Arrange the stretch of entries below, from the line containing "the man's white" through the end of the entries, as a Markdown table with columns headed Row and Line. Number each line in the Row column and skip blank lines.
>> start Given records
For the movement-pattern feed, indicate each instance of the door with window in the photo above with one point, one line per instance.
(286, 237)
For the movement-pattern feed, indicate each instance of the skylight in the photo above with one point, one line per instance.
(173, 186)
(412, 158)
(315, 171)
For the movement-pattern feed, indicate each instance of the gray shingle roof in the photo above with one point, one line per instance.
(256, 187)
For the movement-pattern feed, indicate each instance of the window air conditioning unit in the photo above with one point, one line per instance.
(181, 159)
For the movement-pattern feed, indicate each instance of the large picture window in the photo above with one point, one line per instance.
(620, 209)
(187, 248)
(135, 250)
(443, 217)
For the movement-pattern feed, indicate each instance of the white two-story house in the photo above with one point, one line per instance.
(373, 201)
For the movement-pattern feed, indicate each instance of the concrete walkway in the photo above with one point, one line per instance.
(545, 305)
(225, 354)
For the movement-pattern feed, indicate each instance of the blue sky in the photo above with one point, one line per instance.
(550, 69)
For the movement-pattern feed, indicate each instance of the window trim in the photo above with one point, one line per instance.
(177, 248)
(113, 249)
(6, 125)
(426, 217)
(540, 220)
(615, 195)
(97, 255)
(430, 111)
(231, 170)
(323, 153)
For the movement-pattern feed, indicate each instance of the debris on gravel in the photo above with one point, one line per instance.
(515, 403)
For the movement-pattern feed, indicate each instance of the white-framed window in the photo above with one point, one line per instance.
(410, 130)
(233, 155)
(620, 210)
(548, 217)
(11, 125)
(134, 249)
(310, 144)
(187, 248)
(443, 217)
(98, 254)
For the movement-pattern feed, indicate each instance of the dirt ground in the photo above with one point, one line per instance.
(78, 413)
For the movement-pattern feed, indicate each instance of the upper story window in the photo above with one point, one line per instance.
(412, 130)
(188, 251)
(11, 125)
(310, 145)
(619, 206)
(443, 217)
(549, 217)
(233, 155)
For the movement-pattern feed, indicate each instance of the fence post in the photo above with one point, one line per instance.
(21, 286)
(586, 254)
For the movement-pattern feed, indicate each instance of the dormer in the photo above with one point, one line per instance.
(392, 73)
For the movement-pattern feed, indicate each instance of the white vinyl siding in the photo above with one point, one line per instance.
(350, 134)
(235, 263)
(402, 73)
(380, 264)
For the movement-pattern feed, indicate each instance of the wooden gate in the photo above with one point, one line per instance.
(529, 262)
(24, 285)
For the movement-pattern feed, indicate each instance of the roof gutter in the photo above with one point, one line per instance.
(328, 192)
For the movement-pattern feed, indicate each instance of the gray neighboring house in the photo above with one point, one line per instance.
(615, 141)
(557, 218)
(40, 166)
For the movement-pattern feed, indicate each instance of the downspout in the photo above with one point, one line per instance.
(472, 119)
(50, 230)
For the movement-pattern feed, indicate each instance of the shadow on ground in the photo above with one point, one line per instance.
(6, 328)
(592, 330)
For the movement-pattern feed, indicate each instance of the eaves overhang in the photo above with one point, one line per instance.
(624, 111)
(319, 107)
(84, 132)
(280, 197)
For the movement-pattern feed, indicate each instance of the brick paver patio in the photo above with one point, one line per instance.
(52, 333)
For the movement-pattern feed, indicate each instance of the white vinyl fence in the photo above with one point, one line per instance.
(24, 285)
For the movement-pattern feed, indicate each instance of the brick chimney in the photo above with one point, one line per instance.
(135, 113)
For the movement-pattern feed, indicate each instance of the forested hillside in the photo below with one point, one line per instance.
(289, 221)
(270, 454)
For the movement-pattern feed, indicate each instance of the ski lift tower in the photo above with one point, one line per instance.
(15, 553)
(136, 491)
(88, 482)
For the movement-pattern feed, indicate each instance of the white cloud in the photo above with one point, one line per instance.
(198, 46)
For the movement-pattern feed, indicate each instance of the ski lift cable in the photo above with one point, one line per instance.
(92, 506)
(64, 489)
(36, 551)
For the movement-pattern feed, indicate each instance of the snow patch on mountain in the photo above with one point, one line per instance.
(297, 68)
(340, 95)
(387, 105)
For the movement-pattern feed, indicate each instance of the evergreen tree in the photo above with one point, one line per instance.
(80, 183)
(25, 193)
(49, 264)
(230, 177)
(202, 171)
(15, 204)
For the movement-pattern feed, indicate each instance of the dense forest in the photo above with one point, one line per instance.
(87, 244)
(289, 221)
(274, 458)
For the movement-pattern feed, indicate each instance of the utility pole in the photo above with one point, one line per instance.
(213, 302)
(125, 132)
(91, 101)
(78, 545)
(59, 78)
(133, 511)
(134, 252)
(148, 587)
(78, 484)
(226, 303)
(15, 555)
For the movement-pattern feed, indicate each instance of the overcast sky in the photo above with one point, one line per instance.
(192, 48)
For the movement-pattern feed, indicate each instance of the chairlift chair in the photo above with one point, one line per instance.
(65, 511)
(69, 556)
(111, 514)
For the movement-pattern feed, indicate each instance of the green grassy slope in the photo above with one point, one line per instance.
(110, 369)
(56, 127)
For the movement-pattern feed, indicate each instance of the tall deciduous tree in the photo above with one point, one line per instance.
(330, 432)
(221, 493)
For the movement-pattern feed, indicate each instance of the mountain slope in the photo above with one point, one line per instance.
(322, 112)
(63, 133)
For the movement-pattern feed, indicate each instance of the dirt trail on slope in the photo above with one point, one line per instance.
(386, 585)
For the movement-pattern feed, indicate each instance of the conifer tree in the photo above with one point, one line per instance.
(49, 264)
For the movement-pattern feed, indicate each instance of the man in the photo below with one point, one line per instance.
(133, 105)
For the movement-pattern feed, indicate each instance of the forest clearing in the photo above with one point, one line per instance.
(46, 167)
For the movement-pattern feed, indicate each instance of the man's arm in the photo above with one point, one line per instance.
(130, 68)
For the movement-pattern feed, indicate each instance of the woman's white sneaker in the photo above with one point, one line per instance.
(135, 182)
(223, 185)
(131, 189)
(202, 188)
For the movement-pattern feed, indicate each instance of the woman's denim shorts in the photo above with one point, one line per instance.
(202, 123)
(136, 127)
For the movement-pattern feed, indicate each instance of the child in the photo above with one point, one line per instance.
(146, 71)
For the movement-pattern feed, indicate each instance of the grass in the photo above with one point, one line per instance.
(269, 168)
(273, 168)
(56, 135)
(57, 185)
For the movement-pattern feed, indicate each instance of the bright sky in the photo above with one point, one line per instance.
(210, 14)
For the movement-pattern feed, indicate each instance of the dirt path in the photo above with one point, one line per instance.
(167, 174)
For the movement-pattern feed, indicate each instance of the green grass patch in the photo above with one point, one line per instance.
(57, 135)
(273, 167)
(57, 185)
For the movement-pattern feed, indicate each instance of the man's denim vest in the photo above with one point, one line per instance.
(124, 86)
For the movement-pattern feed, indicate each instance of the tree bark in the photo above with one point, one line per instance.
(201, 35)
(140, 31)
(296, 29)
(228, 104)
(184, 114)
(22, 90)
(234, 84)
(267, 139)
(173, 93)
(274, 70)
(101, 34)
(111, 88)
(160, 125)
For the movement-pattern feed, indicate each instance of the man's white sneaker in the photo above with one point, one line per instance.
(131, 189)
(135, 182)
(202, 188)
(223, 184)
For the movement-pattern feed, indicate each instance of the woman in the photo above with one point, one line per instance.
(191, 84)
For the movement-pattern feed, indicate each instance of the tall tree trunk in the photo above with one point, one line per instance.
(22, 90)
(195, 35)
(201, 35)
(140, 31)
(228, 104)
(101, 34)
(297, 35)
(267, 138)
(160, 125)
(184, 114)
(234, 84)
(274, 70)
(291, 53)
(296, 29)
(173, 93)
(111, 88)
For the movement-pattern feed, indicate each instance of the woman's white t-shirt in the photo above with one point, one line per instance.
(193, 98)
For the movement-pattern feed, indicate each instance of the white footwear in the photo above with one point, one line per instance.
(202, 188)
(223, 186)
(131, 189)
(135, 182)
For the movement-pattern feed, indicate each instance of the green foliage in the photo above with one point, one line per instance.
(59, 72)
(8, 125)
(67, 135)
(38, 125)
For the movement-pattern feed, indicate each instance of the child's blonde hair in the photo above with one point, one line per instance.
>> end Given records
Answer to this exercise:
| Row | Line |
|---|---|
| 1 | For the movement-pattern feed, indicate each instance of the man's white sneaker in the photo above with one point, one line per instance. |
| 2 | (131, 189) |
| 3 | (135, 182) |
| 4 | (202, 188) |
| 5 | (223, 184) |
| 6 | For the movement-pattern feed, indicate each instance of the woman in the photo above with one point, one line per instance. |
| 7 | (191, 84) |
| 8 | For the movement-pattern feed, indicate each instance of the tall tree trunk in the photo above with one point, one line per instance. |
| 9 | (22, 90) |
| 10 | (195, 35) |
| 11 | (201, 35) |
| 12 | (140, 31) |
| 13 | (228, 104) |
| 14 | (101, 34) |
| 15 | (297, 35) |
| 16 | (267, 138) |
| 17 | (160, 125) |
| 18 | (184, 114) |
| 19 | (234, 84) |
| 20 | (274, 70) |
| 21 | (291, 53) |
| 22 | (296, 29) |
| 23 | (173, 93) |
| 24 | (111, 88) |
| 25 | For the movement-pattern feed, indicate each instance of the woman's white t-shirt in the photo above with one point, one line per instance. |
| 26 | (193, 98) |
| 27 | For the movement-pattern feed, indicate each instance of the white footwear in the photo above with one point, one line per instance. |
| 28 | (202, 188) |
| 29 | (223, 186) |
| 30 | (131, 189) |
| 31 | (135, 182) |
| 32 | For the movement-pattern feed, indicate each instance of the green foliage in the photo above with one point, one line per instance. |
| 33 | (59, 72) |
| 34 | (8, 125) |
| 35 | (67, 135) |
| 36 | (38, 125) |
| 37 | For the movement-pattern feed, indicate each instance of the child's blonde hair in the photo above with one point, one line per instance. |